╭─ Data for processing
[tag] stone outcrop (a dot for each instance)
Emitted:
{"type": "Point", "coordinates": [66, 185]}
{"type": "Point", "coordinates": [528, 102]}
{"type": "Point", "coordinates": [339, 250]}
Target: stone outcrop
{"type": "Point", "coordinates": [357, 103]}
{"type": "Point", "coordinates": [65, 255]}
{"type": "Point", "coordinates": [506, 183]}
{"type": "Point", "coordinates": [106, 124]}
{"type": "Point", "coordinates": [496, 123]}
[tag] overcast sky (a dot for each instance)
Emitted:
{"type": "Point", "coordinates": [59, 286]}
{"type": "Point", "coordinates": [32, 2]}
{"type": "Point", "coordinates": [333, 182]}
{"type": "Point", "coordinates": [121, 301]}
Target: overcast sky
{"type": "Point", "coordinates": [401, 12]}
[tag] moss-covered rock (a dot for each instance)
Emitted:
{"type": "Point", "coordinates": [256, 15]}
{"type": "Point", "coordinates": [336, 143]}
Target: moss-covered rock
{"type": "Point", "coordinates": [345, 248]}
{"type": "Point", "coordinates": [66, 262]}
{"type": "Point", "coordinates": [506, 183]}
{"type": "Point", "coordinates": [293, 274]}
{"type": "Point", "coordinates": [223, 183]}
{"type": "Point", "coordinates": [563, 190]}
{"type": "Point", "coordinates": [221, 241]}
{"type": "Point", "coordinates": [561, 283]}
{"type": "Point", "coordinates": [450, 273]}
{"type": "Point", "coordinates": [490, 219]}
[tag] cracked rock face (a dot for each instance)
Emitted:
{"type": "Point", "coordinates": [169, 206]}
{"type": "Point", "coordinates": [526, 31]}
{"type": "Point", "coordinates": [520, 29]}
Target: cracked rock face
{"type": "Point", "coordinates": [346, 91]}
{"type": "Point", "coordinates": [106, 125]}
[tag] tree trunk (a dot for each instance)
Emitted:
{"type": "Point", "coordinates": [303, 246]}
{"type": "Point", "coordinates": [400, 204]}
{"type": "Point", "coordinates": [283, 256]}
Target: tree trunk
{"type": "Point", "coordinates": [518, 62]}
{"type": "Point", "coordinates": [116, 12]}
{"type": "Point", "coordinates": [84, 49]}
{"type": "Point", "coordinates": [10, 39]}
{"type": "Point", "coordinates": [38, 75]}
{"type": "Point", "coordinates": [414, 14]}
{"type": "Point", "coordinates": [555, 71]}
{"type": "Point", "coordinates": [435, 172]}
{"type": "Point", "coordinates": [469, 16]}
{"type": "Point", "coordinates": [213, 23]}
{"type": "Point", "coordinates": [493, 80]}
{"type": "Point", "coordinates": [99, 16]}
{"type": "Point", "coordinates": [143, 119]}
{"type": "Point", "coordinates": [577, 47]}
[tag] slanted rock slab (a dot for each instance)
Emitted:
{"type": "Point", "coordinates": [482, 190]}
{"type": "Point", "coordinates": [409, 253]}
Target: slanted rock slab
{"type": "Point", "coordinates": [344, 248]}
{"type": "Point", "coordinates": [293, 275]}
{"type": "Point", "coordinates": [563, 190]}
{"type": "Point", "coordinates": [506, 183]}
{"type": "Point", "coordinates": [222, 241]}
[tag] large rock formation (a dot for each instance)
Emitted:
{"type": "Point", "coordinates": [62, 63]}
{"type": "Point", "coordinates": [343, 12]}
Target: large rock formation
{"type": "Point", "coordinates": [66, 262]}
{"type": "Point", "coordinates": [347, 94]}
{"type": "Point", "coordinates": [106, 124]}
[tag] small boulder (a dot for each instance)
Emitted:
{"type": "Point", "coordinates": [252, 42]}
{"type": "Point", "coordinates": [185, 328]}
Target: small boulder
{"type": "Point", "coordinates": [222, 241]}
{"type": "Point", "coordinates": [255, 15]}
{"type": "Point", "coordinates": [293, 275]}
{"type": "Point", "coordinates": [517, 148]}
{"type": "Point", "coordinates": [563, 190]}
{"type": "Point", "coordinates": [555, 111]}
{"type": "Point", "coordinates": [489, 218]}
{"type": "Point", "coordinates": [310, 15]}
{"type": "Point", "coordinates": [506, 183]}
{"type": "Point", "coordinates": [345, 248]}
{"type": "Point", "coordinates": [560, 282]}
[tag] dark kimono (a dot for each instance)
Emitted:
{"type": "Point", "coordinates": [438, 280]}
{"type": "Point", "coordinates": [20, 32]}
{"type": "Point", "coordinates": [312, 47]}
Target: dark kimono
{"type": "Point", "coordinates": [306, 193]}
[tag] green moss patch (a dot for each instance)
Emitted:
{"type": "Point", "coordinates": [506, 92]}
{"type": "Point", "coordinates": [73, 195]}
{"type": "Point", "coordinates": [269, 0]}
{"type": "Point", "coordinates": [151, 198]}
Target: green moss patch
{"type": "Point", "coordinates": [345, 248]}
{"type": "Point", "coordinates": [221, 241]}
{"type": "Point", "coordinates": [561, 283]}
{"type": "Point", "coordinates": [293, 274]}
╰─
Return each entry from above without altering a single character.

[tag] stone outcrop (a dot for each instance)
Emitted:
{"type": "Point", "coordinates": [66, 185]}
{"type": "Point", "coordinates": [528, 102]}
{"type": "Point", "coordinates": [339, 250]}
Target: stone outcrop
{"type": "Point", "coordinates": [357, 103]}
{"type": "Point", "coordinates": [65, 255]}
{"type": "Point", "coordinates": [506, 183]}
{"type": "Point", "coordinates": [106, 124]}
{"type": "Point", "coordinates": [496, 123]}
[tag] overcast sky (a dot for each instance)
Emitted:
{"type": "Point", "coordinates": [59, 286]}
{"type": "Point", "coordinates": [32, 2]}
{"type": "Point", "coordinates": [333, 182]}
{"type": "Point", "coordinates": [121, 301]}
Target: overcast sky
{"type": "Point", "coordinates": [401, 12]}
[tag] moss-covered rock (a dot for each instance)
Emitted:
{"type": "Point", "coordinates": [256, 15]}
{"type": "Point", "coordinates": [336, 143]}
Target: moss-covered rock
{"type": "Point", "coordinates": [345, 248]}
{"type": "Point", "coordinates": [66, 262]}
{"type": "Point", "coordinates": [506, 183]}
{"type": "Point", "coordinates": [293, 274]}
{"type": "Point", "coordinates": [223, 183]}
{"type": "Point", "coordinates": [563, 190]}
{"type": "Point", "coordinates": [221, 241]}
{"type": "Point", "coordinates": [561, 283]}
{"type": "Point", "coordinates": [450, 273]}
{"type": "Point", "coordinates": [490, 219]}
[tag] cracked rock face (a dot for each instance)
Emitted:
{"type": "Point", "coordinates": [169, 206]}
{"type": "Point", "coordinates": [526, 31]}
{"type": "Point", "coordinates": [520, 29]}
Target: cracked rock face
{"type": "Point", "coordinates": [346, 91]}
{"type": "Point", "coordinates": [106, 125]}
[tag] tree trunk (a dot for each instance)
Emitted:
{"type": "Point", "coordinates": [303, 246]}
{"type": "Point", "coordinates": [400, 204]}
{"type": "Point", "coordinates": [283, 256]}
Target: tree trunk
{"type": "Point", "coordinates": [518, 62]}
{"type": "Point", "coordinates": [116, 12]}
{"type": "Point", "coordinates": [84, 49]}
{"type": "Point", "coordinates": [10, 39]}
{"type": "Point", "coordinates": [38, 75]}
{"type": "Point", "coordinates": [414, 14]}
{"type": "Point", "coordinates": [555, 71]}
{"type": "Point", "coordinates": [435, 172]}
{"type": "Point", "coordinates": [469, 16]}
{"type": "Point", "coordinates": [213, 23]}
{"type": "Point", "coordinates": [493, 80]}
{"type": "Point", "coordinates": [99, 16]}
{"type": "Point", "coordinates": [143, 119]}
{"type": "Point", "coordinates": [577, 47]}
[tag] slanted rock slab (a dot for each instance)
Emitted:
{"type": "Point", "coordinates": [482, 190]}
{"type": "Point", "coordinates": [409, 253]}
Target: slanted rock slab
{"type": "Point", "coordinates": [344, 248]}
{"type": "Point", "coordinates": [293, 275]}
{"type": "Point", "coordinates": [563, 190]}
{"type": "Point", "coordinates": [506, 183]}
{"type": "Point", "coordinates": [222, 241]}
[tag] large rock formation (a dot for each instance)
Emitted:
{"type": "Point", "coordinates": [62, 63]}
{"type": "Point", "coordinates": [343, 12]}
Target: large rock formation
{"type": "Point", "coordinates": [66, 262]}
{"type": "Point", "coordinates": [347, 94]}
{"type": "Point", "coordinates": [106, 124]}
[tag] small boulder (a dot for each instance)
Emitted:
{"type": "Point", "coordinates": [252, 42]}
{"type": "Point", "coordinates": [185, 328]}
Target: small boulder
{"type": "Point", "coordinates": [222, 241]}
{"type": "Point", "coordinates": [255, 15]}
{"type": "Point", "coordinates": [293, 275]}
{"type": "Point", "coordinates": [517, 148]}
{"type": "Point", "coordinates": [563, 190]}
{"type": "Point", "coordinates": [555, 111]}
{"type": "Point", "coordinates": [489, 218]}
{"type": "Point", "coordinates": [310, 15]}
{"type": "Point", "coordinates": [506, 183]}
{"type": "Point", "coordinates": [345, 248]}
{"type": "Point", "coordinates": [560, 282]}
[tag] dark kimono (a dot for each instance)
Emitted:
{"type": "Point", "coordinates": [438, 280]}
{"type": "Point", "coordinates": [20, 32]}
{"type": "Point", "coordinates": [312, 47]}
Target: dark kimono
{"type": "Point", "coordinates": [306, 193]}
[tag] green moss patch (a dot for each instance)
Emitted:
{"type": "Point", "coordinates": [506, 92]}
{"type": "Point", "coordinates": [73, 195]}
{"type": "Point", "coordinates": [269, 0]}
{"type": "Point", "coordinates": [151, 198]}
Target: green moss patch
{"type": "Point", "coordinates": [345, 248]}
{"type": "Point", "coordinates": [221, 241]}
{"type": "Point", "coordinates": [561, 283]}
{"type": "Point", "coordinates": [293, 274]}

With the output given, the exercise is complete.